_Text to read_.
/---
Openfire 4.0.1 and problem with increasing size of non-identified sockets

We use Openfire 4.0.1 just with BOSH.

currently ~5000 users created, online users count ~2500

OS Redhat, RAM gived for openfire 10GB

When users are online, we got increasing size of open files for openfire process. By using lsof we can see too many lsof can’t identify protocol, and they are increases.

MAx openfiles for openfire process is 100k.

lsof list is attached
lsof.txt.zip (159505 Bytes)

Added new lsof result with 22623 opened files. When I posted it was 19169

when it will rich max openfiles we need to restart openfire. But its not solution.

Does anyone have same problem or may be got answer to resolve it
lsof2.zip (178336 Bytes)

Added new lsof result with 22623 opened files. When I posted it was 19169

when it will rich max openfiles we need to restart openfire. But its not solution.
\---
_Do this_.
Answer from the Openfire post above:
1. Which connection method is Openfire 4.0.1 used with?
2. How much RAM is given to Openfire?
3. How many open files did the newer lsof result show, and how many were there when the post was first made?

_Provided material_.
/---
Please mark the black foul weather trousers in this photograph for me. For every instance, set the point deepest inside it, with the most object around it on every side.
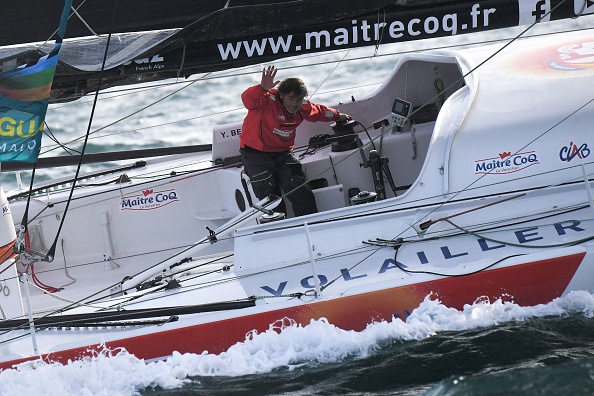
(270, 173)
\---
_Problem solution_.
1. BOSH
2. 10GB
3. 22623 in the newer result; 19169 at first posting